__Work instruction__:
The response must reproduce every record in full.
*** Opening of Data shown ***
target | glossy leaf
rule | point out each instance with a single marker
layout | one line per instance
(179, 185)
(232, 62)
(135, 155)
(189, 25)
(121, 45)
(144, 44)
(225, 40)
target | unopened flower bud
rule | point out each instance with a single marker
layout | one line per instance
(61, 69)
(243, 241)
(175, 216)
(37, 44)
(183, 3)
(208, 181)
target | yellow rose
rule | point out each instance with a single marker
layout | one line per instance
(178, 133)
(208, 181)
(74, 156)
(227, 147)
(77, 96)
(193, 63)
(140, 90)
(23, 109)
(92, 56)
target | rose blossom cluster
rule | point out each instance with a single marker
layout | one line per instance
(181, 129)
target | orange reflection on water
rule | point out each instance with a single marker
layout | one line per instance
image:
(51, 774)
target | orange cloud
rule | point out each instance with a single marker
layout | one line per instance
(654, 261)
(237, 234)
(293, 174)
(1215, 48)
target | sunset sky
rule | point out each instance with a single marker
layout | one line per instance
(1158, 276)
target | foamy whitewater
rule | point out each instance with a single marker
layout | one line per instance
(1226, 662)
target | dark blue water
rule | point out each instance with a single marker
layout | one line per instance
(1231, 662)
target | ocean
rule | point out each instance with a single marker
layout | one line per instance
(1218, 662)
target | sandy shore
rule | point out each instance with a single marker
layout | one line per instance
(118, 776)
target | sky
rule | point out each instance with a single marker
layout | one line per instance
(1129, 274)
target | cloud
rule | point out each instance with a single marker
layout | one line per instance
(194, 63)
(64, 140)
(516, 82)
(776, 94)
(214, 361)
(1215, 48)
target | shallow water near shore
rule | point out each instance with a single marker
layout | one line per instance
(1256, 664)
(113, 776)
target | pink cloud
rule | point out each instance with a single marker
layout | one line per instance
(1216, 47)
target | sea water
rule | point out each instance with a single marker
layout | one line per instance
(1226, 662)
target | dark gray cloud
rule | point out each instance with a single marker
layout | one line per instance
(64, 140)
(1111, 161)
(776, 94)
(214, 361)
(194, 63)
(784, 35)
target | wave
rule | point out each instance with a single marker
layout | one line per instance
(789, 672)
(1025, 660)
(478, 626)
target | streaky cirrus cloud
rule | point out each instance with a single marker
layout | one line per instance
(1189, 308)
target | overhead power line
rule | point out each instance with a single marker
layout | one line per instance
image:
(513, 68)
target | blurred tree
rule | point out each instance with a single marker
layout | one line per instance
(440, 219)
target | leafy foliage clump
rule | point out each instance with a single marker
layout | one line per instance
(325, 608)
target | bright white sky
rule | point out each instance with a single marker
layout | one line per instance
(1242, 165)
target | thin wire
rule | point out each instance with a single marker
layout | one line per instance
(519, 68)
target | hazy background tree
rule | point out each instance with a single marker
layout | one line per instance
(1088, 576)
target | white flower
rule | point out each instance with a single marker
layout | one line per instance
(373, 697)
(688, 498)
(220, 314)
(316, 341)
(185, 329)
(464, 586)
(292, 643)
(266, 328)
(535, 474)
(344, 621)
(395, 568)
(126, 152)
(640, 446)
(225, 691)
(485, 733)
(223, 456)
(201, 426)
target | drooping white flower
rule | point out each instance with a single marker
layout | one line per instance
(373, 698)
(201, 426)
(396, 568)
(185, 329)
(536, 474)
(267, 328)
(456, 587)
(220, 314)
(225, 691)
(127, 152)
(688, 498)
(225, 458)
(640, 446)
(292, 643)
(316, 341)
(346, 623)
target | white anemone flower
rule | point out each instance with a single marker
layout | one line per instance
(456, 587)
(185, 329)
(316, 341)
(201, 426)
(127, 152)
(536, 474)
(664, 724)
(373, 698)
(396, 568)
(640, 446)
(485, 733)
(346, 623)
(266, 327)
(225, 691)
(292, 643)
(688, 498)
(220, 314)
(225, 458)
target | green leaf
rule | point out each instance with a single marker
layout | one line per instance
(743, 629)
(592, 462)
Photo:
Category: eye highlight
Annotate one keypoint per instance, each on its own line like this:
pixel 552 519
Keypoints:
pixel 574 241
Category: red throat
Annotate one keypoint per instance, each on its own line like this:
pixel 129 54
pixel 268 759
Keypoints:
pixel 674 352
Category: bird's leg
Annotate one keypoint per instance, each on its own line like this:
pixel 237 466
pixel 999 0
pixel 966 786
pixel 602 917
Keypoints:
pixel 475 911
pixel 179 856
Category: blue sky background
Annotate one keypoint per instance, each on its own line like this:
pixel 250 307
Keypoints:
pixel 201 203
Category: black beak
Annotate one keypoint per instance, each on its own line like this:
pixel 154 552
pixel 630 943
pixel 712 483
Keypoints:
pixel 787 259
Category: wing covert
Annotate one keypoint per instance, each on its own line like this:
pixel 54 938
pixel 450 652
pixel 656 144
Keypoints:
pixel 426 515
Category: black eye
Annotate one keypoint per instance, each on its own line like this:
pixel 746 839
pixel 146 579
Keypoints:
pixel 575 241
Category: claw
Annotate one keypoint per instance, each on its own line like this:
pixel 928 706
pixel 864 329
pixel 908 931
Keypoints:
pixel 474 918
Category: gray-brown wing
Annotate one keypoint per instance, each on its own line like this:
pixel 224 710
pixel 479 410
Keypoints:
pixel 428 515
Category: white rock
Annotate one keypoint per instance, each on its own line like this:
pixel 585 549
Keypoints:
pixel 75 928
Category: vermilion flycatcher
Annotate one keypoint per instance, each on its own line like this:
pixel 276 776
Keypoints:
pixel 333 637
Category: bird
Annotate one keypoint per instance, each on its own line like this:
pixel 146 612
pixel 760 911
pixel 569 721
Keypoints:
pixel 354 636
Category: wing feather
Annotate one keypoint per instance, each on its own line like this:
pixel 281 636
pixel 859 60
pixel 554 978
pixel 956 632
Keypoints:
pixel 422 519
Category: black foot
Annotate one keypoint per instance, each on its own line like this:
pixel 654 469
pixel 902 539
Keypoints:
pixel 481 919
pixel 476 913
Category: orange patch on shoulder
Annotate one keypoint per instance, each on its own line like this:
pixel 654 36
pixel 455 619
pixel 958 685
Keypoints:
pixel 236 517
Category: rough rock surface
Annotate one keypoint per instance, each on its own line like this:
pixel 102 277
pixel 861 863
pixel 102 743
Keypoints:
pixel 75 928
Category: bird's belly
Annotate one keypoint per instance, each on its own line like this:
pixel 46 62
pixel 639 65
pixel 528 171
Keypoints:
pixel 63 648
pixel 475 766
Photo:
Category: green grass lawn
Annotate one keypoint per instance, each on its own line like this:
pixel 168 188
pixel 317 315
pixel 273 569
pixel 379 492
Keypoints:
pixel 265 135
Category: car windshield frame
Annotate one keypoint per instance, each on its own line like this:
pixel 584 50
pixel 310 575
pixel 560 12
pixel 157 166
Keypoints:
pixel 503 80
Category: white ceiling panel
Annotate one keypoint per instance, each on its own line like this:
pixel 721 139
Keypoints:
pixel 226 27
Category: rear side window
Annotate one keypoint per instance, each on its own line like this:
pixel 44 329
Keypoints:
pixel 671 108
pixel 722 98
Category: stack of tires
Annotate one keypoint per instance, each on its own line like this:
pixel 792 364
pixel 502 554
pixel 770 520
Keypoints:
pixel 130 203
*** Close of Data shown ***
__Task result__:
target | glossy leaf
rule | point out each instance with a single marker
layout | one line per instance
(179, 185)
(232, 62)
(135, 155)
(189, 25)
(121, 45)
(144, 44)
(225, 40)
target | unopened flower bud
rule | point out each instance with a single marker
layout | one line per instance
(61, 69)
(243, 241)
(175, 216)
(37, 44)
(183, 3)
(208, 181)
target | yellow rose
rule | point out each instance with a single marker
layout | one line per instance
(178, 133)
(208, 181)
(74, 156)
(227, 147)
(77, 96)
(193, 63)
(140, 90)
(23, 109)
(92, 56)
target | rose blossom cluster
rule | point out each instance with a single marker
layout | one line per instance
(181, 129)
target | orange reflection on water
rule | point out each instance with a single marker
layout | one line per instance
image:
(51, 774)
target | orange cloud
rule | point out each instance with a single marker
layout | one line per instance
(654, 261)
(237, 234)
(293, 174)
(1215, 48)
target | sunset sky
rule | point out each instance with a single marker
layout | one line per instance
(1158, 276)
target | foamy whitewater
rule | point out each instance with a single marker
layout | one line per instance
(1226, 662)
target | dark blue water
rule | point out each instance with a single marker
layout | one line per instance
(1231, 662)
target | ocean
rule | point out each instance with a single marker
layout | one line per instance
(1218, 662)
target | sandy shore
rule | point out each instance with a single marker
layout | one line per instance
(118, 776)
target | sky
rule | point out each instance with a single marker
layout | one line per instance
(1129, 274)
target | cloud
rule | point out each instance with a single marker
layout | one line per instance
(194, 63)
(64, 140)
(516, 82)
(776, 94)
(214, 361)
(1215, 48)
target | shallow water near shore
rule | point out each instance with a single marker
layout | one line per instance
(1256, 664)
(113, 776)
target | pink cloud
rule | point out each instance with a single marker
layout | one line per instance
(1216, 47)
target | sea water
rule | point out each instance with a single marker
layout | one line per instance
(1226, 662)
target | dark gray cloud
rule | point out each instance with a single marker
layout | one line per instance
(64, 140)
(1111, 161)
(776, 94)
(214, 361)
(194, 63)
(784, 35)
target | wave
rule | point out each instance with a single marker
layout | one line per instance
(789, 672)
(1025, 660)
(478, 626)
target | streaky cirrus cloud
rule | point out each instance with a single marker
layout | one line per instance
(1189, 308)
target | overhead power line
rule | point out each instance with a single marker
layout | one line per instance
image:
(513, 68)
target | blurred tree
rule | point out each instance with a single marker
layout | one line per instance
(440, 219)
target | leafy foliage clump
rule | point out each instance with a single marker
layout | one line per instance
(325, 608)
target | bright white sky
rule | point out each instance with a single marker
layout | one line per instance
(1242, 165)
target | thin wire
rule | point out each instance with a single marker
layout | one line per instance
(519, 68)
target | hazy background tree
rule | point out each instance with a single marker
layout | one line per instance
(1088, 576)
target | white flower
rule | point out each instance with a single marker
layout | one line per instance
(373, 697)
(688, 498)
(220, 314)
(316, 341)
(185, 329)
(464, 586)
(292, 643)
(266, 328)
(535, 474)
(344, 621)
(395, 568)
(126, 152)
(640, 446)
(225, 691)
(485, 733)
(223, 456)
(201, 426)
target | drooping white flower
rule | point out each instance with a single marker
layout | one line per instance
(373, 698)
(201, 426)
(396, 568)
(185, 329)
(536, 474)
(267, 328)
(456, 587)
(220, 314)
(225, 691)
(127, 152)
(688, 498)
(225, 458)
(640, 446)
(292, 643)
(316, 341)
(346, 623)
target | white anemone flower
rule | point out each instance with a single marker
layout | one line per instance
(456, 587)
(185, 329)
(316, 341)
(201, 426)
(127, 152)
(536, 474)
(664, 724)
(373, 698)
(396, 568)
(640, 446)
(485, 733)
(346, 623)
(266, 327)
(225, 691)
(292, 643)
(688, 498)
(220, 314)
(225, 458)
target | green leaf
rule | point out each instance with a single marker
layout | one line per instance
(743, 629)
(592, 462)
Photo:
Category: eye highlight
Annotate one keypoint per instance, each on its own line like this:
pixel 552 519
Keypoints:
pixel 574 241
Category: red throat
Annotate one keypoint per instance, each on its own line like this:
pixel 129 54
pixel 268 759
Keypoints:
pixel 674 352
Category: bird's leg
Annotate one keypoint per instance, each on its own line like this:
pixel 237 466
pixel 999 0
pixel 966 786
pixel 602 917
Keypoints:
pixel 475 911
pixel 179 856
Category: blue sky background
Annotate one keypoint per instance, each on its own line like this:
pixel 250 307
Keypoints:
pixel 201 203
Category: black beak
Annotate one keypoint per instance, each on its own line like this:
pixel 154 552
pixel 630 943
pixel 712 483
Keypoints:
pixel 787 259
Category: wing covert
Annotate one keypoint per instance, each on its own line like this:
pixel 54 938
pixel 450 652
pixel 656 144
Keypoints:
pixel 426 515
Category: black eye
Annotate one keypoint per instance, each on its own line like this:
pixel 746 839
pixel 146 579
Keypoints:
pixel 575 241
Category: claw
Annotate one keypoint per instance, each on its own line like this:
pixel 928 706
pixel 864 329
pixel 908 931
Keypoints:
pixel 474 918
Category: gray-brown wing
Annotate one keypoint per instance, each on its own line like this:
pixel 224 710
pixel 479 410
Keypoints:
pixel 428 515
Category: white rock
Annotate one keypoint per instance, each on its own line like this:
pixel 585 549
Keypoints:
pixel 75 928
Category: vermilion flycatcher
Annotate one keypoint per instance, each on its own line like this:
pixel 276 776
Keypoints:
pixel 333 637
Category: bird
Annotate one keypoint per instance, each on its own line like this:
pixel 146 612
pixel 760 911
pixel 569 721
Keypoints:
pixel 354 636
Category: wing feather
Annotate one keypoint per instance, each on its own line like this:
pixel 281 636
pixel 859 60
pixel 554 978
pixel 956 632
Keypoints:
pixel 422 519
Category: black foot
Annotate one keypoint per instance, each on its own line like this:
pixel 654 469
pixel 902 539
Keypoints:
pixel 481 919
pixel 476 913
Category: orange patch on shoulder
Annotate one keypoint per instance, each on its own line like this:
pixel 654 36
pixel 455 619
pixel 958 685
Keypoints:
pixel 236 517
Category: rough rock surface
Annotate one keypoint per instance, each on its own line like this:
pixel 102 277
pixel 861 863
pixel 102 743
Keypoints:
pixel 75 928
Category: bird's belly
Annotate one keypoint per instance, each on its own line like this:
pixel 46 62
pixel 639 65
pixel 528 171
Keypoints:
pixel 63 648
pixel 475 766
Photo:
Category: green grass lawn
Annotate one keypoint per instance, each on its own line like this:
pixel 168 188
pixel 317 315
pixel 273 569
pixel 379 492
Keypoints:
pixel 265 135
Category: car windshield frame
Annotate one keypoint per instance, each on its own line like this:
pixel 584 50
pixel 310 575
pixel 560 12
pixel 157 166
Keypoints:
pixel 503 80
Category: white ceiling panel
Annotate one keypoint per instance, each on its own line like this:
pixel 721 139
Keypoints:
pixel 226 27
Category: rear side window
Annotate one keypoint per instance, each on its own line like this:
pixel 44 329
Keypoints:
pixel 671 108
pixel 722 98
Category: stack of tires
Annotate one keypoint per instance, each on its own line like this:
pixel 792 364
pixel 502 554
pixel 770 520
Keypoints:
pixel 130 203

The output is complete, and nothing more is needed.